[Reading text]
╔══

Becker is stepping down at the end of 2022 to be succeeded in January 2023 by Ann Demeester, the current director of the Frans Hals Museum in the Dutch city of Haarlem.
A former art critic, she has gained a reputation for exhibitions combining Old Masters with contemporary art.
“She’s an inspiring communicator and an intelligent and inclusive leader who will take the Kunsthaus Zurich into the next league,” says Anne Keller Dubach, who was in June appointed to run the Zurich Art Society, the museum’s board of trustees. Dubach says she hopes Demeester will also help to strengthen the Kunsthaus’s programme to ensure it inspires discourse on relevant social questions.
The prospect of a bigger and better Kunsthaus has already breathed new cultural life into the district around Heimplatz. In a buzz of anticipation, a dozen or so art galleries have set up shop nearby, concentrated in Rämistrasse. Among them are Eva Presenhuber, Galerie Bromer, Galerie Peter Kilchmann and the Brazilian Galeria Kogan Amaro. Zurich Art Weekend, of which the fourth edition ran last week, aims to attract the art world to Switzerland’s biggest city before the start of the Art Basel fair.

╚══

(Items drawn from a data source)

╔══

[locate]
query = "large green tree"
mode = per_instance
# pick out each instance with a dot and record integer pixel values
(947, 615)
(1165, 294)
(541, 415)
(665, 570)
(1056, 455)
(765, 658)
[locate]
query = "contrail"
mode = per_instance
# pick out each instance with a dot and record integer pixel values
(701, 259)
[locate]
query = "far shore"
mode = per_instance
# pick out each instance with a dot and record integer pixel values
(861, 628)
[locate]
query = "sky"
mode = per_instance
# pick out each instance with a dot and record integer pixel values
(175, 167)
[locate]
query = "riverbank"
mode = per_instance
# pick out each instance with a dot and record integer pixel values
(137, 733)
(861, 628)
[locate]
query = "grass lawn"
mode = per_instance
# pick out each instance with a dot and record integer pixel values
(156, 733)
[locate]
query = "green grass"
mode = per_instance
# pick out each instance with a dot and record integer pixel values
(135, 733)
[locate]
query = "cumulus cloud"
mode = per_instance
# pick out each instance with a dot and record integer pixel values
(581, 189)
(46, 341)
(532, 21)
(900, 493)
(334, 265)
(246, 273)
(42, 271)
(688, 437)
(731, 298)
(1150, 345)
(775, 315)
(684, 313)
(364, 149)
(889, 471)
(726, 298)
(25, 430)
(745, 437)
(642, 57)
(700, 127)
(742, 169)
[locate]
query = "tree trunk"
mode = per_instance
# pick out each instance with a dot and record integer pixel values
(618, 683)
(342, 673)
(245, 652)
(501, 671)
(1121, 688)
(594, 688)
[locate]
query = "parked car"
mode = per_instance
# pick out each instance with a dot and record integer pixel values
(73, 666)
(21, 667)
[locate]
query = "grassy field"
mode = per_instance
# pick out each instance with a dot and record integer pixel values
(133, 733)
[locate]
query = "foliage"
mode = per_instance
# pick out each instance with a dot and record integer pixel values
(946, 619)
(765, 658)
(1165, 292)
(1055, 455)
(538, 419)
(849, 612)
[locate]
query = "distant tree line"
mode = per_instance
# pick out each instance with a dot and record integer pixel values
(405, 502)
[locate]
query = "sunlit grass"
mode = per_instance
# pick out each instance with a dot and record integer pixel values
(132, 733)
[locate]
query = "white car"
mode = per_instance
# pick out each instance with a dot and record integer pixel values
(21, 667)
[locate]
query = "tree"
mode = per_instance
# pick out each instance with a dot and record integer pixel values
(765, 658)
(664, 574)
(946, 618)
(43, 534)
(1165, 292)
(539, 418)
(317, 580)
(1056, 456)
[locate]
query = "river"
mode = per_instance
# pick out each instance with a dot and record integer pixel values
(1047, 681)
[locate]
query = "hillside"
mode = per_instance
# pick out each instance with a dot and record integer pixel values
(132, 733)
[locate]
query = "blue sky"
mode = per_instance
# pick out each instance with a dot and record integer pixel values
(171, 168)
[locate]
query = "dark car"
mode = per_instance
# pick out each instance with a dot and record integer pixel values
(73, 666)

╚══

[Work to complete]
1. According to the passage on the Kunsthaus Zurich, which museum does Ann Demeester currently direct?
2. Reproduce the part of the Kunsthaus Zurich passage that opens with the words containing "Becker is stepping" and closes with "with contemporary art.".
None of the records is needed here.

[Exercise responses]
1. The Frans Hals Museum in Haarlem.

2.
Becker is stepping down at the end of 2022 to be succeeded in January 2023 by Ann Demeester, the current director of the Frans Hals Museum in the Dutch city of Haarlem.
A former art critic, she has gained a reputation for exhibitions combining Old Masters with contemporary art.